» **Reading passage**

>>>>

Us made ourselves quite fitting, us greased and oiled our hair,
Then off we goes in our Sunday clothes, behind old Bill’s grey mare.’

10th – Old Michaelmas Day

Michaelmas Spring, a spell of fine weather, was thought to come around October 10th, on Old Michaelmas Day.

Devil’s Blackberry Day is on October 10th. It is no longer safe to pick blackberries as by now the Devil will have spat on them.

This day is also St Paulinus’ Day, d 644. First Bishop of York. Five English churches are dedicated to him.

11th – St Canice’s Day

St Canice lived in the 6th century and spent much of his time on the remote islands of Scotland.

It was on this day in 1216 that King John lost his Crown and jewels whilst crossing the Wash.

Sherborne’s Michaelmas Fair is held on the Monday after October 10th. An 1826 list of its delights includes ‘the learned pig, the giantess and dwarf, the menagerie of wild beasts . . . Mr Merry Andrew cracking his jokes . . . Rebecca Swain with her black and red cock . . . pricking in the Garter . . . raffling for gingerbread . . . the Sheffield hardwareman sporting a worn out wig and a large pair of spectacles. Sounds like yet another festival we ought to bring back.

12th – St Wilfred’s Day (634 – 709)

He was a Bishop of York and is a popular saint with 48 dedications. St Wilfred’s Chair – the bishop’s throne – at Hexham was once the sanctuary seat.

A west wind today points to a mild winter.

13th – St Edward the Confessor’s Day (1003 – 1066)

Edward was King of England, and after his death he became patron saint of England until supplanted by St George in the 15th century. Edward’s greatest work was the building of Westminster Abbey.

14th – The Battle of Hastings was fought on this day in 1066.

‘The future Conqueror of England was the last to land, and as he placed his foot on shore, he made a false step, and fell on his face. A murmur of consternation ran through the troops at this incident as a bad omen, but with great presence of mind William sprang immediately up, and shewing his troops his hand filled with English sand, exclaimed: “What now? What astonishes you? I have taken seisin of this land with my hands, and by the splendour of God, as far as it extends it is mine – it is yours!’


If there is no rain today, it will be a dry spring next year.

<<<<

» **Supplied data**
>>>>

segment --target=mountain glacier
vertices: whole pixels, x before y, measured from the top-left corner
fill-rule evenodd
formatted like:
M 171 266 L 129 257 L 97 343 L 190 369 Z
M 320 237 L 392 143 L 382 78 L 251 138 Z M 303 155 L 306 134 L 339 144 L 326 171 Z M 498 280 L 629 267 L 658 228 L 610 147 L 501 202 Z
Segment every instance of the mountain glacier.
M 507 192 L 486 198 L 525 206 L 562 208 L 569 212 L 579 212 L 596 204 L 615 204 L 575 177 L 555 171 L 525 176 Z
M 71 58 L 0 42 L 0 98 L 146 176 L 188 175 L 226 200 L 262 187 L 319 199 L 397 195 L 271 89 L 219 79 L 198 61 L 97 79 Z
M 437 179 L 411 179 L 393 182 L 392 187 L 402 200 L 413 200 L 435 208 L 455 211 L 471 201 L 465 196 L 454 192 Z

<<<<

» **Task requirements**
[A] Copy from the October calendar passage the part that opens with the words containing "Devil’s Blackberry Day" and closes with "islands of Scotland.".
[B] Reproduce every line of the listing, requests included. Multiply each vertex coordinate in the answer outlines by 1.6 and round to whole numbers, rounding halves up, while leaving the numbers in the requests and the format sample unchanged.
The October calendar passage and the listing come from unrelated sources.

» **Answers to each task**
[A]
Devil’s Blackberry Day is on October 10th. It is no longer safe to pick blackberries as by now the Devil will have spat on them.

This day is also St Paulinus’ Day, d 644. First Bishop of York. Five English churches are dedicated to him.

11th – St Canice’s Day

St Canice lived in the 6th century and spent much of his time on the remote islands of Scotland.

[B]
segment --target=mountain glacier
vertices: whole pixels, x before y, measured from the top-left corner
fill-rule evenodd
formatted like:
M 171 266 L 129 257 L 97 343 L 190 369 Z
M 320 237 L 392 143 L 382 78 L 251 138 Z M 303 155 L 306 134 L 339 144 L 326 171 Z M 498 280 L 629 267 L 658 228 L 610 147 L 501 202 Z
Segment every instance of the mountain glacier.
M 811 307 L 778 317 L 840 330 L 899 333 L 910 339 L 926 339 L 954 326 L 984 326 L 920 283 L 888 274 L 840 282 Z
M 114 93 L 0 67 L 0 157 L 234 282 L 301 280 L 362 320 L 419 299 L 510 318 L 635 312 L 434 142 L 350 126 L 317 98 L 155 126 Z
M 699 286 L 658 286 L 629 291 L 627 299 L 643 320 L 661 320 L 696 333 L 728 338 L 754 322 L 744 314 L 726 307 Z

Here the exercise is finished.